§ TASK GOAL: Copy every line of the data below, starting with the line that contains "On this screenshot, the green" and going on through the line that contains "[106,946,130,980]", both included. Keep the wording lines unchanged, and multiply each bounding-box coordinate by 0.85, rounding to whole numbers with halves rounded up.

§ MATERIAL FOR THIS EXERCISE:
--------------------

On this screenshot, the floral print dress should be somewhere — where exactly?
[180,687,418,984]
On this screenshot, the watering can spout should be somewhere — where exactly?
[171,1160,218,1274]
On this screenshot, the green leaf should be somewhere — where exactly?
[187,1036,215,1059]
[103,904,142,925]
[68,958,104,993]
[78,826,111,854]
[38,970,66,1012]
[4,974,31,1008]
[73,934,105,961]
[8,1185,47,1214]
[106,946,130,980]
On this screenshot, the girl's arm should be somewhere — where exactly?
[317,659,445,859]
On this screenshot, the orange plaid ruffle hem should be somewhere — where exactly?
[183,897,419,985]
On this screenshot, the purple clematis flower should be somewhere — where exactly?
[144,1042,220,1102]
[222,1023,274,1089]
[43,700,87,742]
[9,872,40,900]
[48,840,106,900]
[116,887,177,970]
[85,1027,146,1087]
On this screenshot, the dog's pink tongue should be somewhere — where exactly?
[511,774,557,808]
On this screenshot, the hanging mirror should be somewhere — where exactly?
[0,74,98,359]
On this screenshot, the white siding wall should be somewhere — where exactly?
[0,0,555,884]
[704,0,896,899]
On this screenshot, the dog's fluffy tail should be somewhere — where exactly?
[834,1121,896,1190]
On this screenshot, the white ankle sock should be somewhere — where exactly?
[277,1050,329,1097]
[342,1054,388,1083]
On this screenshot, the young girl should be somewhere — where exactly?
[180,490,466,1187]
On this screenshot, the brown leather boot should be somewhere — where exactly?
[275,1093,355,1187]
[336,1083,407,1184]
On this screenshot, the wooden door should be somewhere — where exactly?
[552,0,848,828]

--------------------

§ SOLUTION BELOW:
On this screenshot, the green leaf should be somewhere — where exactly?
[159,881,183,900]
[88,768,121,786]
[58,814,88,844]
[66,702,94,726]
[32,825,56,860]
[3,828,26,857]
[62,794,89,817]
[7,1007,40,1032]
[90,804,111,833]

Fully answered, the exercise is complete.